Apply what you read:
1: Answer these questions about the tutorial on building a command-explaining CLI tool:
(a) What file does Step 1 instruct the reader to create?
(b) Which environment variable must be set before the tool will run?
(c) From which module is the Console class imported?
2: Carry on the tutorial about building a command-explaining CLI tool, picking up right after its final line.

#### Text ####

Step 1: Implement the Realtime Client

Create client.py:

# client.py
import asyncio
import websockets
import json
from openai import OpenAI

REALTIME_URL = "wss://api.openai.com/v1/realtime?model=gpt-4.1-realtime"

class RealtimeClient:
    def __init__(self, api_key):
        self.api_key = api_key

    async def connect(self):
        self.ws = await websockets.connect(
            REALTIME_URL,
            extra_headers={"Authorization": f"Bearer {self.api_key}"}
        )

    async def send_event(self, event):
        await self.ws.send(json.dumps(event))

    async def listen(self):
        async for msg in self.ws:
            yield json.loads(msg)

This class:

Establishes a WebSocket connection
Sends events to the model
Returns events as they’re streamed

This is the entire “real-time engine” powering the CLI.

Step 2: Create the CLI Tool

Now, create explain.py:

# explain.py
import asyncio
import argparse
import os
from rich.console import Console
from client import RealtimeClient

console = Console()

async def explain_command(command):
    api_key = os.getenv("OPENAI_API_KEY")
    if not api_key:
        raise RuntimeError("Set OPENAI_API_KEY environment variable.")

    client = RealtimeClient(api_key)
    await client.connect()

    # Send user prompt
    await client.send_event({
        "type": "input_text",
        "text": f"Explain what this command does:\n\n{command}"
    })

    console.print(f"[bold green]🔍 Explaining:[/bold green] {command}\n")

#### Excerpted data ####

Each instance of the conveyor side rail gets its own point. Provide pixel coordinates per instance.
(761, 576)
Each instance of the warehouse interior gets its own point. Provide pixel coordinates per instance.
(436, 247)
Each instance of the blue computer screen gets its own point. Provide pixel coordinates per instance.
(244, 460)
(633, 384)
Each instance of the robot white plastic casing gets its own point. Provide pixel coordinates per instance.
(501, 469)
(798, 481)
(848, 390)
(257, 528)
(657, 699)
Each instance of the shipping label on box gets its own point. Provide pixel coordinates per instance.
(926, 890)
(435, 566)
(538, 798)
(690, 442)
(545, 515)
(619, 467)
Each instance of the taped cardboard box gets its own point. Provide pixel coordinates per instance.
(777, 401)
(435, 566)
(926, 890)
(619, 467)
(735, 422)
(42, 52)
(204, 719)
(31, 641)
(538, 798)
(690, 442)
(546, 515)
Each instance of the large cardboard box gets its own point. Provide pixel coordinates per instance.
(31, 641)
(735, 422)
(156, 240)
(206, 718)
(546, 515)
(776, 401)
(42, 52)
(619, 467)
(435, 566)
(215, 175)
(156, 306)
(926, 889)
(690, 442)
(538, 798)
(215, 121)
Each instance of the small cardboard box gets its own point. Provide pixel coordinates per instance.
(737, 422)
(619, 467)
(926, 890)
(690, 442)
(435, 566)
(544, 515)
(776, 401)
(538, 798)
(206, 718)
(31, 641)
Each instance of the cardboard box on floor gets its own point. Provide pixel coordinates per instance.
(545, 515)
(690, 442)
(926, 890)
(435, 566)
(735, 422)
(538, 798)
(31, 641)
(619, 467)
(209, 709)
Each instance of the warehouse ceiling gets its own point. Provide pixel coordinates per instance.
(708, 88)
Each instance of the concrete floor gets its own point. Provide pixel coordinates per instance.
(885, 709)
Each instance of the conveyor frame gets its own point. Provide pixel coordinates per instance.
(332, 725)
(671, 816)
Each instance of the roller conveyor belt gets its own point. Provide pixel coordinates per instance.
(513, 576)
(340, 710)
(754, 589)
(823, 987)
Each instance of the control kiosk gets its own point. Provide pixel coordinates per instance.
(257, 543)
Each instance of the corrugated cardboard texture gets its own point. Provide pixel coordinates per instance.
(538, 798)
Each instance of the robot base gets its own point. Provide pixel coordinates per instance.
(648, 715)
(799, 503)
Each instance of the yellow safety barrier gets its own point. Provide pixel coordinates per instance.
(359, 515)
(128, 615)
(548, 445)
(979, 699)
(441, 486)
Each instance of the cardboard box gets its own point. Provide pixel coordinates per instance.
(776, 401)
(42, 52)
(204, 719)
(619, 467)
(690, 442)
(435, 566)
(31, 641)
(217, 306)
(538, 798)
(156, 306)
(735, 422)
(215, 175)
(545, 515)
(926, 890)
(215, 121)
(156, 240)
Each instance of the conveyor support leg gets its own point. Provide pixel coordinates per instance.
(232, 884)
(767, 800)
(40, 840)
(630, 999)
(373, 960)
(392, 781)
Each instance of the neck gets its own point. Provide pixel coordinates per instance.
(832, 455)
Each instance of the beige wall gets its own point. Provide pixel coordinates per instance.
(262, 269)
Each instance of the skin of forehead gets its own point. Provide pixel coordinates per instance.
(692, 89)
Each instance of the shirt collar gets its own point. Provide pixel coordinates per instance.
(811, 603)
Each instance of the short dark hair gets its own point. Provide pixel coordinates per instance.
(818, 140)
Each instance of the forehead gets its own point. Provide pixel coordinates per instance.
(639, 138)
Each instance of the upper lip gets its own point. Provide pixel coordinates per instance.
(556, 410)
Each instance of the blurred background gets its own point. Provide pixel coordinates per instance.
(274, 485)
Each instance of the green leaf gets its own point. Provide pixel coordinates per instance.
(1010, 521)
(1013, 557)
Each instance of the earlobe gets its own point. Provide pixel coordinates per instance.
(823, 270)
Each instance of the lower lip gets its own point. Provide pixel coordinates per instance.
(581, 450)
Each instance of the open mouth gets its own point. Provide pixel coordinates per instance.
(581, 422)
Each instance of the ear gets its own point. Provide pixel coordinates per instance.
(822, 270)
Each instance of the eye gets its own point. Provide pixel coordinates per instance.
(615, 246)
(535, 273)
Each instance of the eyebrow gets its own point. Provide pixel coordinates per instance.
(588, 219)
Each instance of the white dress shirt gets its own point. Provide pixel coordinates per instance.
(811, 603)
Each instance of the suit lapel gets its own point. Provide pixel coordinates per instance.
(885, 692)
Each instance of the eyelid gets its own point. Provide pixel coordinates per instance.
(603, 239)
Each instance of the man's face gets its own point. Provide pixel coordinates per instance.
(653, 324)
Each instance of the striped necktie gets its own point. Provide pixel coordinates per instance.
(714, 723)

####

Answers per task:
1:
(a) client.py
(b) OPENAI_API_KEY
(c) rich.console

2:
    # Stream output in real time
    async for event in client.listen():
        if event["type"] == "response.output_text.delta":
            console.print(event["delta"], end="")
        elif event["type"] == "response.completed":
            break

def main():
    parser = argparse.ArgumentParser(description="Explain any CLI command using LLMs.")
    parser.add_argument("cmd", type=str, help="Command to explain")
    args = parser.parse_args()

    asyncio.run(explain_command(args.cmd))

if __name__ == "__main__":
    main()

This script:

Reads the command passed via CLI
Sends the message through the Realtime API
Displays the model’s response as a live stream

This gives developers an AI-native terminal experience.

Step 3: Run the Tool

Set your OpenAI key:

export OPENAI_API_KEY="your_key"

Explain any command:

python explain.py "git rev-list --count HEAD"

Example output (streamed):

🔍 Explaining: git rev-list --count HEAD
This command counts how many commits exist in the current branch up to HEAD. The --count flag returns the numeric total instead of listing individual revisions.

The result is fast, fluid, and extremely helpful when you’re unsure what a command does.

Step 4: Optional — Add Tool Calling (AI That Executes Commands)

You can expose functions that the model can call.

Define a tool:

tools = [
    {
        "name": "run_shell",
        "description": "Execute a shell command",
        "parameters": {
            "cmd": {"type": "string"},
        }
    }
]

Listen for tool calls:

elif event["type"] == "response.tool_call":
    if event["name"] == "run_shell":
        output = subprocess.getoutput(event["args"]["cmd"])
        await client.send_event({
            "type": "tool_output",
            "content": output
        })

Important: Only allow safe, sandboxed execution - especially for multi-user systems.

But once sandboxed, this unlocks:

llm-git that automatically fixes your errors
llm-logs that identifies failure patterns
llm-devops that applies infrastructure changes
llm-shell where the model becomes your command runner

This is where things get insanely powerful. With this pattern, developers can build a whole ecosystem of AI CLI assistants. Here are real projects you can build:

1) AI Man Page 2.0

Ask questions like: llm-help "What is the difference between grep -r and grep -R?"

2) Git Doctor

Automatically fix common git issues: llm-git "help me resolve this merge conflict"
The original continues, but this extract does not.